Single cell cluster naming

I know in general the Allen institute does a lot of careful thought in naming single cell clusters, but I am seeing a general trend with a lot of single cell papers from other places and am trying to get a better understanding on best practices and considerations

It seems like a lot of single cell papers will name cluster based on “canonical markers”. Where they will basically cherry pick a cluster based on the expression of these markers many of which are neuropeptides. This is done even for clusters where there is only a handful of the thousands of cells in a cluster that show sparse to no expression of these markers. I’ve even seen papers where a different cluster will show higher expression of one of these markers, but they will call the cluster with lower expression the marker. Additionally often times many of these clusters show expression of multiple “markers” not just the one they decide to call the cluster.

Can someone help me make sense of the logic behind this. Is it basically other papers have shown the existence of these cells so they must exist… Even though we don’t have any clusters that show high expression of these marker genes we are just going to assume because the other cells in this cluster share gene expression levels that this cluster it should still be called this? If so, how do we ignore that often times these cluster express many of these markers. Why doesn’t anyone ever do rnascope with these markers and some of the top genes that are exclusively expressed in the same cluster to show that these cells actually exist.

Can someone help me make sense of this. Is anyone aware of any white papers, blog posts, or publications from prominent people in the field that discuss the logic behind this and how one should to think about cluster naming?

Hello! I have reached out to our scientists and they provided the answer below. I hope it helps.

Available data:
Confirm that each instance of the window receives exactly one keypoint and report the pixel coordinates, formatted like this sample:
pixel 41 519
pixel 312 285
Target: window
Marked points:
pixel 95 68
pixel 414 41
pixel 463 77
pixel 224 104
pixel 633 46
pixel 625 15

What to work on:
Answer these from the cluster-naming thread:
1. Which institute does the poster say puts careful thought into naming single cell clusters?
2. What are many of the "canonical markers" said to be?
3. What method does the poster ask why no one uses with these markers to show the cells actually exist?
The records are separate from the cluster-naming thread.

Your response:
1. The Allen institute
2. Neuropeptides
3. RNAscope